■ SHORT PROBLEM
Reproduce every line of the records below without any changes.

[Records from a pointing dataset]
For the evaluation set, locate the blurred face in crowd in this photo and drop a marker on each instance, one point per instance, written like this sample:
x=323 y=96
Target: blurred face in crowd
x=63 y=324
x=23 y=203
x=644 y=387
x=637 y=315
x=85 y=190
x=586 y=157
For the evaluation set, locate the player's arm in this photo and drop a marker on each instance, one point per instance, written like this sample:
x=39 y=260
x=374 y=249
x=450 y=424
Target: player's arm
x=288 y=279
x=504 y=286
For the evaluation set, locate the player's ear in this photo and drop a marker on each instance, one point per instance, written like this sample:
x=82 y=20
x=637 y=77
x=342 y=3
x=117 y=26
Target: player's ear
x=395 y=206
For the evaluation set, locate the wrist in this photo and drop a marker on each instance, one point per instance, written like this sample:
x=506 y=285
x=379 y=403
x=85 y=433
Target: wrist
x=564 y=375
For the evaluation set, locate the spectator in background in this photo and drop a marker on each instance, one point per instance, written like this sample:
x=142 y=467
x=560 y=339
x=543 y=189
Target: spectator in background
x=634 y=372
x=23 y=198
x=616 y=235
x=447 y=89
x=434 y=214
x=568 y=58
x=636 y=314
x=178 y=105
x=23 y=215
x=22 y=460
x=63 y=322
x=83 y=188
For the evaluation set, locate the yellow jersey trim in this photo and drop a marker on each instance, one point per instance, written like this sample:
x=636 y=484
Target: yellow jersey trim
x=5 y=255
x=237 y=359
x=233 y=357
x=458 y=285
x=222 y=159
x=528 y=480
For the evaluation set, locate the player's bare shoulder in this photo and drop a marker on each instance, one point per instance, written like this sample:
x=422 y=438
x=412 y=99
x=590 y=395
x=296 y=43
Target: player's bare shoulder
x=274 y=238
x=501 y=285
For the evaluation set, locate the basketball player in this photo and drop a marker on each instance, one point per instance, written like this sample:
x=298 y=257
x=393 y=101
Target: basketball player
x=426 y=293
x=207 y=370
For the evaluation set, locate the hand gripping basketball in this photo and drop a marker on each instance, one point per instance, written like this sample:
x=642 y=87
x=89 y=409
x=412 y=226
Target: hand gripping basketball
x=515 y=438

■ TASK RESPONSE
For the evaluation set, locate the blurred face in crowd in this photo and drop a marker on each instance, one point per instance, written like this sample:
x=323 y=96
Target: blurred face in crowd
x=63 y=324
x=23 y=203
x=644 y=387
x=637 y=315
x=85 y=190
x=586 y=157
For the evaluation set, locate the player's arm in this photo and drop a marker on each instance, one point per instance, written like this sample:
x=39 y=260
x=374 y=249
x=450 y=424
Target: player's arm
x=288 y=279
x=504 y=286
For the evaluation set, locate the player's ear in this photo and drop a marker on each instance, one point per instance, written like this sample:
x=82 y=20
x=637 y=77
x=342 y=3
x=117 y=26
Target: player's ear
x=395 y=206
For the evaluation set, locate the wrist in this photo and drop a marker on each instance, one point per instance, written like this sample:
x=506 y=285
x=379 y=403
x=85 y=433
Target: wrist
x=564 y=375
For the evaluation set, locate the spectator in background in this photo and drop a marker on each instance, one point per instance, written like this sample:
x=142 y=467
x=560 y=339
x=543 y=189
Target: spectator in background
x=634 y=372
x=23 y=198
x=616 y=235
x=447 y=89
x=434 y=214
x=568 y=58
x=636 y=314
x=178 y=105
x=23 y=215
x=22 y=460
x=63 y=322
x=83 y=188
For the evaluation set, locate the yellow jersey trim in this photo and drop a marker on each instance, one point per instance, written like this sample:
x=636 y=484
Target: yellow jersey trim
x=5 y=255
x=237 y=359
x=233 y=357
x=458 y=285
x=222 y=159
x=528 y=480
For the evaluation set, locate the player's bare shoulder in this photo and drop a marker on each instance, one point per instance, written like this sample:
x=422 y=438
x=412 y=99
x=590 y=395
x=296 y=43
Target: player's bare shoulder
x=274 y=238
x=501 y=285
For the evaluation set, locate the basketball player in this photo and drop a marker on each instance, one point per instance, written like this sample:
x=298 y=257
x=393 y=101
Target: basketball player
x=426 y=293
x=207 y=370
For the evaluation set, locate the hand gripping basketball in this photo and drop a marker on each instance, one point per instance, written like this sample:
x=642 y=87
x=89 y=409
x=412 y=226
Target: hand gripping basketball
x=515 y=438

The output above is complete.